Arrange every line of the records below as a numbered list, skipping any blank lines. Leave the pictures out of your answer.

•••

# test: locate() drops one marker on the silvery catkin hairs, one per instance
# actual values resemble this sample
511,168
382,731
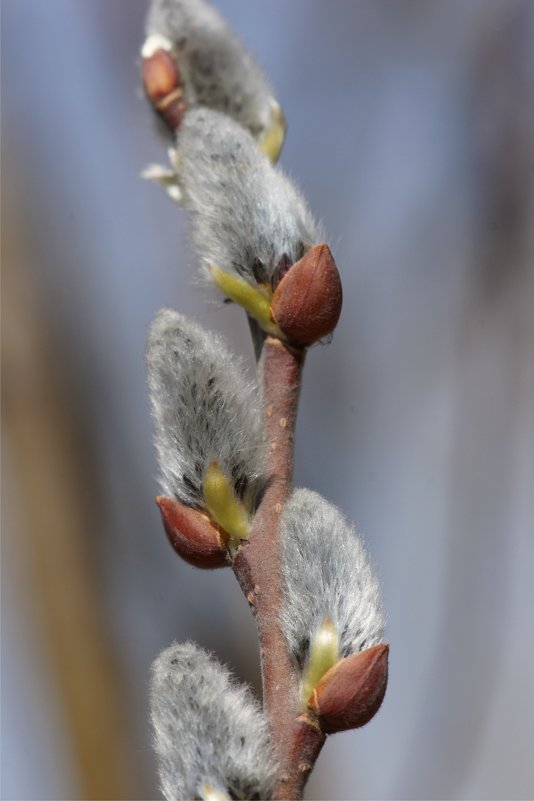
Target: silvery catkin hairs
215,68
326,574
245,214
208,730
226,446
203,409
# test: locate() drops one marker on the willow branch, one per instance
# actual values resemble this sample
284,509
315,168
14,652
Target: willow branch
297,741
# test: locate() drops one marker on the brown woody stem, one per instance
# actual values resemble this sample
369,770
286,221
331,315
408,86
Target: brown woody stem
296,739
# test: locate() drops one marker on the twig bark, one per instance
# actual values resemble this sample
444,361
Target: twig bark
296,738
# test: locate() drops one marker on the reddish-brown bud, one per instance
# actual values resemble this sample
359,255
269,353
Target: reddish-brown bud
351,692
192,535
307,302
163,86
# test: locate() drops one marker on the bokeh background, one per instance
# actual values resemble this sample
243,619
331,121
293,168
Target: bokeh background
411,132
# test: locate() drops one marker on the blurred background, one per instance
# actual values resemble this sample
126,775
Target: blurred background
411,132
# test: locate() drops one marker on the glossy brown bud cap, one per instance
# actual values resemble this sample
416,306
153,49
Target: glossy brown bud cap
307,302
192,535
163,86
351,692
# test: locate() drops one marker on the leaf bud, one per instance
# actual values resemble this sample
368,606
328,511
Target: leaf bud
224,506
324,653
162,82
192,535
307,302
351,692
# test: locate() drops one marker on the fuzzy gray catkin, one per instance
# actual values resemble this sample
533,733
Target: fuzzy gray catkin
326,573
215,68
207,728
245,214
203,409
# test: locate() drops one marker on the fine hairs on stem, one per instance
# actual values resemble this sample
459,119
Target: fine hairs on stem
225,442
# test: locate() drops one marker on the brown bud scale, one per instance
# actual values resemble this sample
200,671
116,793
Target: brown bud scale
307,302
351,692
163,87
192,535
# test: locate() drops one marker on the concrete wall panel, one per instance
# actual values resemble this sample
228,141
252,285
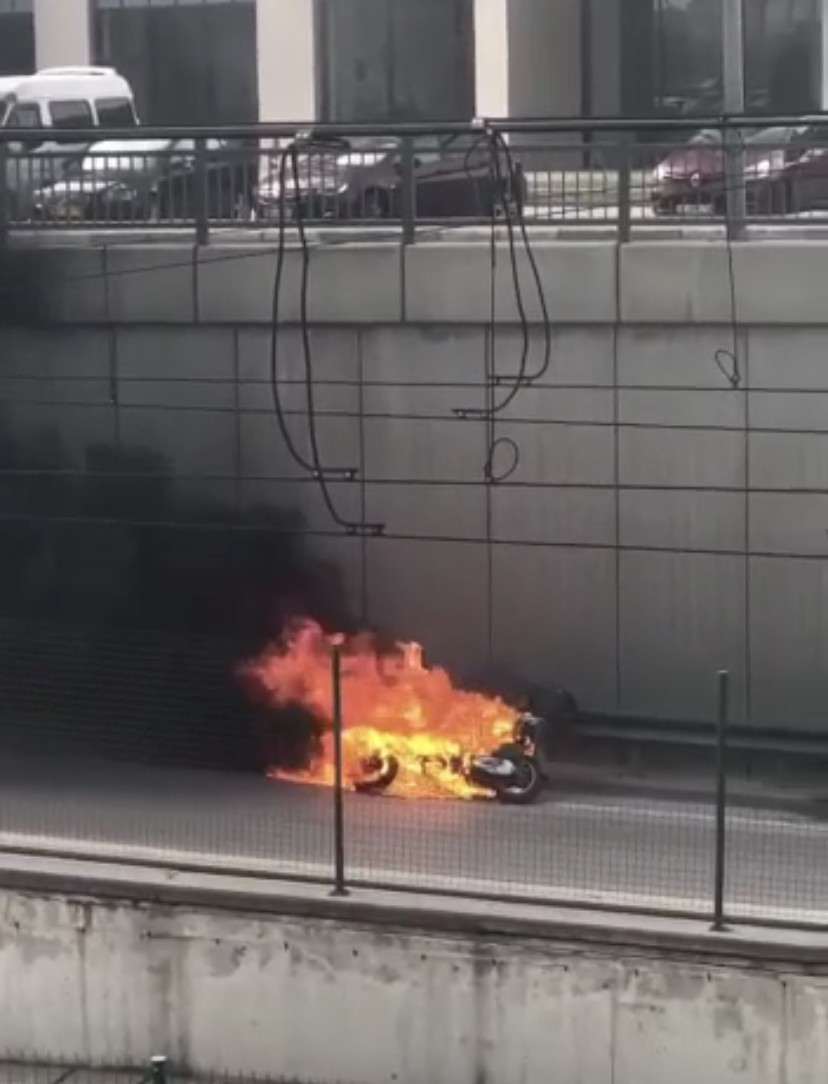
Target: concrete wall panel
681,519
654,1032
555,618
681,457
788,461
789,641
560,455
799,411
424,450
682,619
788,358
223,992
361,284
334,355
559,516
789,524
263,454
668,357
580,357
448,512
432,592
409,355
151,283
579,282
712,410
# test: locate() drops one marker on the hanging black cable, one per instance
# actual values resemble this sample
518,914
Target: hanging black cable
311,465
505,185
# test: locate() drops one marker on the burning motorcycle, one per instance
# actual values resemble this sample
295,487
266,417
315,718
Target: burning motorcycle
512,772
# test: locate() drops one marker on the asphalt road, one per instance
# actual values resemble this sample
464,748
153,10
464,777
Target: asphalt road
576,848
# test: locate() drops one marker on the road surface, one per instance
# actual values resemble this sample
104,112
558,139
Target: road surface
635,852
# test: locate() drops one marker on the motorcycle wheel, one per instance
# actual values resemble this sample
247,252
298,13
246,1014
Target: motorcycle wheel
528,786
379,774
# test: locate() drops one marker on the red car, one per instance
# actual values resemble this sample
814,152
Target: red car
775,158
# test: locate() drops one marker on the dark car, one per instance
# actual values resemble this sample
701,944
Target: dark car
363,179
694,175
799,180
151,181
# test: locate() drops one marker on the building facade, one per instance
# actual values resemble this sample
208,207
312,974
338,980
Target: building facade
234,61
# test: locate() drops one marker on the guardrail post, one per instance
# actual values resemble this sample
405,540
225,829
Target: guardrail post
624,189
4,208
202,216
158,1069
336,682
409,193
721,854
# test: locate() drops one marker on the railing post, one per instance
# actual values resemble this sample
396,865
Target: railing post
721,821
409,193
4,208
624,189
158,1069
202,216
336,681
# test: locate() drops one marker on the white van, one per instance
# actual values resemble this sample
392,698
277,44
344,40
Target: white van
67,98
52,100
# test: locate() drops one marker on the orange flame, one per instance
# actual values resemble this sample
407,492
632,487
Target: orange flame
392,706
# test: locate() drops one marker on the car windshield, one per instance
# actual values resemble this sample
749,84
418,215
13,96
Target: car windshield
115,157
709,136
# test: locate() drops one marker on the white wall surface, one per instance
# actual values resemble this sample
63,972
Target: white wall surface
318,1001
62,33
287,60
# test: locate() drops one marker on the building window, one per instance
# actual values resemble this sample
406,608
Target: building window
673,56
387,61
189,63
16,37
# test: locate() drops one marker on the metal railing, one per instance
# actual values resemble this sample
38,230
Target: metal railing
624,175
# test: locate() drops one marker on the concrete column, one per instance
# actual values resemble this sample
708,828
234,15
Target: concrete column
62,33
287,60
492,57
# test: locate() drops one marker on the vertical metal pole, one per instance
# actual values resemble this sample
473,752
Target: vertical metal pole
409,192
719,872
585,33
824,55
158,1069
624,193
202,217
733,95
336,680
4,202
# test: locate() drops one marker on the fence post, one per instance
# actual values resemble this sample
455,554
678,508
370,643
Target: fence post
624,189
336,680
202,217
719,872
158,1069
409,193
4,208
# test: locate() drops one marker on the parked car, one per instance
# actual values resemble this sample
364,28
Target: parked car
695,173
150,181
363,179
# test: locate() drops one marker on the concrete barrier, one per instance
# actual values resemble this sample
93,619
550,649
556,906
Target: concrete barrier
111,966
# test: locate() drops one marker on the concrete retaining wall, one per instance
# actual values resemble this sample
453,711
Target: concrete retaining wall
659,525
317,999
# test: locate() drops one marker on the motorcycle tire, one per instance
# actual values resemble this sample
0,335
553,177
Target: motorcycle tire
529,787
380,779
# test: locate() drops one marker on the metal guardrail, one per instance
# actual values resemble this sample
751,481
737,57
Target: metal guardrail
630,173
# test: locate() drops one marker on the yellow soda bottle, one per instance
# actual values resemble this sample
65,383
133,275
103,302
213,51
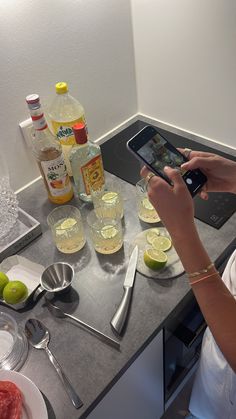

•••

Task response —
1. # test: locate() drops one marker on the silvery catkin hairs, one per instance
2. # actual values resemble this sample
3. 511,168
4. 382,731
5. Target: silvery catkin hairs
6. 215,68
7. 326,574
8. 245,214
9. 208,730
10. 226,446
11. 203,409
12. # test: locate() drops one marker on the willow branch, one per instance
13. # actual values resemble this sample
14. 284,509
15. 315,168
16. 14,652
17. Target: willow branch
18. 297,741
19. # test: locate() drops one marker on the brown woody stem, one per instance
20. # actual values resemble this sample
21. 369,770
22. 286,221
23. 331,315
24. 408,86
25. Target: brown woody stem
26. 296,739
27. # test: locate() drops one marker on the twig bark, one per instance
28. # actual values resemble this sample
29. 444,361
30. Target: twig bark
31. 296,738
32. # test: locate() drops one marker on the reddish-brown bud, one per instance
33. # actual values resemble this sample
34. 359,255
35. 269,353
36. Target: reddish-brown bud
37. 351,692
38. 192,535
39. 307,302
40. 163,86
41. # test: locate() drops one marker on the bokeh background, one per instance
42. # actual values resemble this sample
43. 243,619
44. 331,121
45. 293,168
46. Target: bokeh background
47. 411,132
48. # test: locate() drops one marker on the blurred background, one per instance
49. # actual values resemble this sample
50. 126,775
51. Target: blurred background
52. 411,132
53. # test: locate() drops one marker on the glossy brown bud cap, one per instance
54. # actual values resemble this sample
55. 416,306
56. 153,49
57. Target: glossy brown bud cap
58. 307,302
59. 192,535
60. 163,86
61. 351,692
62. # test: locate() drops one marker on the leaf bud, one per instance
63. # actual values resemble this sample
64. 368,606
65. 328,511
66. Target: leaf bud
67. 224,506
68. 324,653
69. 162,82
70. 192,535
71. 307,302
72. 351,692
73. # test: locate() drops one marker on the fuzzy gray catkin, one per instance
74. # actual values resemble this sample
75. 533,733
76. Target: fuzzy gray catkin
77. 326,573
78. 215,68
79. 207,728
80. 245,214
81. 203,409
82. # test: locate() drops one marker on the fine hairs on stem, one per instance
83. # actual values resemble this sample
84. 459,119
85. Target: fine hairs on stem
86. 225,442
87. # test: locate() drops one marker on the brown bud scale, one per instance
88. # actual values resemble this sample
89. 200,671
90. 116,793
91. Target: brown bud scale
92. 307,302
93. 351,692
94. 163,87
95. 192,535
96. # test: locate() drops one marker on the concrete wall panel, one per instance
97. # actual values resemble this sample
98. 228,141
99. 252,285
100. Target: concrete wall panel
101. 681,519
102. 654,1032
103. 555,618
104. 681,457
105. 788,461
106. 789,641
107. 560,455
108. 799,411
109. 424,450
110. 682,619
111. 788,358
112. 223,992
113. 361,284
114. 334,355
115. 559,516
116. 789,524
117. 263,454
118. 668,357
119. 580,357
120. 448,512
121. 432,592
122. 409,355
123. 151,283
124. 579,282
125. 712,410
126. # test: locate() drops one marker on the hanging black cable, one per instance
127. # actual values resemble this sample
128. 518,914
129. Target: hanging black cable
130. 311,465
131. 505,185
132. # test: locate() drops one marker on the burning motorcycle, one per instance
133. # actual values resemble this sample
134. 295,487
135. 266,417
136. 315,718
137. Target: burning motorcycle
138. 512,772
139. # test: locate() drops one marker on the asphalt road, one per instance
140. # actual values resemble this sample
141. 464,748
142. 153,10
143. 464,777
144. Target: asphalt road
145. 576,848
146. # test: locate() drops one marker on the road surface, one per instance
147. # actual values resemble this sample
148. 104,112
149. 558,139
150. Target: road surface
151. 635,852
152. # test: locate() drops one marker on the motorcycle wheel, one per instance
153. # actual values resemble this sample
154. 247,252
155. 298,13
156. 246,1014
157. Target: motorcycle wheel
158. 528,786
159. 379,774
160. # test: locate() drops one marker on the red car, one per instance
161. # actual values resemble this sample
162. 814,152
163. Target: red car
164. 775,158
165. # test: locate() drops one marker on the dark car, one per instance
166. # actual values resemble this sample
167. 701,944
168. Target: dark car
169. 363,179
170. 694,175
171. 799,180
172. 151,181
173. # test: locate() drops one marker on the building facade, one per instance
174. # actual values resemble this sample
175. 208,207
176. 312,974
177. 338,980
178. Target: building facade
179. 234,61
180. # test: locate() drops one marker on the guardrail post, one per instance
181. # actual values resemble this sample
182. 405,540
183. 225,829
184. Target: guardrail post
185. 624,189
186. 4,208
187. 202,216
188. 158,1069
189. 336,682
190. 409,193
191. 721,854
192. # test: locate() drops one marker on the railing post, one per instance
193. # actual values resemble this sample
194. 396,865
195. Target: railing post
196. 721,821
197. 409,193
198. 4,208
199. 624,189
200. 158,1069
201. 202,216
202. 336,681
203. # test: locate() drops one marker on the white van, one per instance
204. # actual values resemble this sample
205. 392,698
206. 277,44
207. 344,40
208. Target: white van
209. 67,98
210. 52,100
211. # test: locate() drops one marker on the orange flame, one per instance
212. # actual values resemble this sample
213. 407,492
214. 632,487
215. Target: orange flame
216. 392,706
217. # test: locate() drops one marker on the car windshield, one per instance
218. # actual values resemble this sample
219. 749,84
220. 418,215
221. 13,96
222. Target: car windshield
223. 115,157
224. 709,136
225. # test: locate() drops one marker on the white wall surface, one per instance
226. # actual values resemble this sample
227. 63,972
228. Target: white wall surface
229. 318,1001
230. 62,33
231. 287,60
232. # test: locate() drops one marker on the building window, one per instance
233. # actual values resemble this sample
234. 406,608
235. Target: building window
236. 673,56
237. 387,61
238. 189,63
239. 16,37
240. # test: locate() drops one marker on the metal railing, one per instance
241. # actual values resemble this sample
242. 38,230
243. Target: metal railing
244. 624,175
245. # test: locate() drops one marker on the concrete column, one per instance
246. # actual values resemble this sample
247. 708,828
248. 234,15
249. Target: concrete column
250. 62,33
251. 287,60
252. 492,57
253. # test: locate() drops one marker on the vertical metal pole, one per instance
254. # actual values resemble this sample
255. 473,752
256. Target: vertical metal pole
257. 409,192
258. 719,872
259. 585,33
260. 824,55
261. 158,1069
262. 624,193
263. 202,217
264. 733,95
265. 336,680
266. 4,202
267. # test: locate() drops one marker on the fence post, one per instance
268. # actual values resemble this sample
269. 455,554
270. 678,508
271. 370,643
272. Target: fence post
273. 624,189
274. 336,680
275. 202,217
276. 719,872
277. 158,1069
278. 409,193
279. 4,208
280. # test: locate() drops one marker on the parked car, one per instance
281. # actual values resemble this sample
282. 364,28
283. Target: parked car
284. 695,173
285. 150,181
286. 363,179
287. # test: locate() drops one marker on the concrete barrier, one per instance
288. # actual values resemble this sample
289. 93,619
290. 550,649
291. 556,906
292. Target: concrete barrier
293. 111,966
294. # test: locate() drops one marker on the concrete retaining wall, one per instance
295. # actual values resemble this sample
296. 453,711
297. Target: concrete retaining wall
298. 659,525
299. 317,999
300. # test: locate() drops one marker on the motorcycle tire, one per instance
301. # actual values resemble this sample
302. 0,335
303. 553,177
304. Target: motorcycle tire
305. 529,787
306. 380,779
307. # test: locate() drops one marker on the metal guardrail, one per instance
308. # actual values resemble this sample
309. 751,481
310. 737,57
311. Target: metal guardrail
312. 630,173
313. # test: locate() drops one marker on the yellow soda bottle, one per instance
314. # actual values resemble this sample
315. 65,383
316. 133,275
317. 103,302
318. 213,51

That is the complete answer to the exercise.